Exercise A: Present the records below as a numbered list, leaving out any blank lines.

Selected passage:
They have also given religious approval to those who wish to kill members of the old Baath government. The sheik would not say how many have sought such permission, and emphasized that the court would not carry out any death sentences itself. But he said such rulings were based on guidelines issued by the grand ayatollah in the Iranian holy city of Qum. That alone gives the court the proper standing, he said. [/Q]

So, the POWER of these courts comes from IRAN. I smell a rising THEOCRACY. It is nice that the court does not have to carry out the death sentences themselves. They are just there to give permission to go out and kill people.

Yes, we find the defendant guilty....now go kill him.

[Q]The ruling states that the lowest ranks of the Baath Party, like students who joined in order to graduate, should not be killed, but makes fair game of informants, torturers, major party figures plus current saboteurs, the sheik said. [/Q]

Oh thank goodness, a voice of reason. Do not kill the lowest ranks. It is not their fault. It truly isn't. Catch a big fish though, and you have our permission to kill him.

But back to Ali the boy who killed his mother.

[Q]Ali, 25, also expressed the belief that his chances of getting a fair ruling from the religious court were better than they would be from a regular court. His slain mother's relatives said they would extract a terrible revenge on him and his four brothers unless they turned over their house, two female relatives from the father's side of the family for marriage and significant blood money.

Exercise B: Edit the text on the religious courts: begin at the words that have "Oh thank goodness, a" and stop after "killed his mother.", then replace "big fish" with "senior official".

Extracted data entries
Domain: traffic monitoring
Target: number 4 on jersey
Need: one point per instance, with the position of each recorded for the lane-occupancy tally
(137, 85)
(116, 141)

Solution A:
1. Domain: traffic monitoring
2. Target: number 4 on jersey
3. Need: one point per instance, with the position of each recorded for the lane-occupancy tally
4. (137, 85)
5. (116, 141)

Solution B:
Oh thank goodness, a voice of reason. Do not kill the lowest ranks. It is not their fault. It truly isn't. Catch a senior official though, and you have our permission to kill him.

But back to Ali the boy who killed his mother.